### [Tekst do czytania]
•••
Pełny tekst orzeczenia

Sygn. akt IV Ka 256/15

WYROK

W IMIENIU RZECZYPOSPOLITEJ POLSKIEJ

Dnia 23 kwietnia 2015 r.

Sąd Okręgowy w Bydgoszczy IV Wydział Karny Odwoławczy w składzie:

Przewodniczący SSO Włodzimierz Wojtasiński

Sędziowie SO Adam Sygit - sprawozdawca

SO Małgorzata Bonisławska-Kania

Protokolant st. sekr. sądowy Agnieszka Scheffs

przy udziale Jerzego Koźmińskiego Prokuratora Prokuratury Okręgowej w Bydgoszczy

po rozpoznaniu dnia 23 kwietnia 2015 r.

sprawy W. K. s. E. i D. ur. (...) w R.

oskarżonego z art. 276 § 1 k.k.
•••
### [Wyodrębnione dane]
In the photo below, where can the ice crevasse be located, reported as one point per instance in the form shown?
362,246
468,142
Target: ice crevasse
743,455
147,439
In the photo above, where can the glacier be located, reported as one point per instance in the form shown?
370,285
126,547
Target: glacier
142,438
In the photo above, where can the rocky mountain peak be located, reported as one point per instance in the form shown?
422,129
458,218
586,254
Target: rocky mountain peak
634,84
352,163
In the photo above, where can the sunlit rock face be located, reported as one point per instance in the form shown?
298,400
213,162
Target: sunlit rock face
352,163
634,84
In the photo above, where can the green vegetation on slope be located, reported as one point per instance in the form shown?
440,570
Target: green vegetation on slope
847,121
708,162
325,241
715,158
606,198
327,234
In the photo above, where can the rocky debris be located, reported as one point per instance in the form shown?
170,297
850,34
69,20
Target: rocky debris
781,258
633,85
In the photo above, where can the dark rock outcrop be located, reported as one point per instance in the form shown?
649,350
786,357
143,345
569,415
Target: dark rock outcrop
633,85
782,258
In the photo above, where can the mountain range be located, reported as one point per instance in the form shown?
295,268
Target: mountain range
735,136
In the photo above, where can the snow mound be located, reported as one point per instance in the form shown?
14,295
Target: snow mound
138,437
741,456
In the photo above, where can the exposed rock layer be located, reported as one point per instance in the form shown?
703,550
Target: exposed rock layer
•••
### [Zadanie]
Kto według tekstu do czytania był przewodniczącym składu sądu? Opieraj się wyłącznie na tekście do czytania.

### [Odpowiedź]
SSO Włodzimierz Wojtasiński.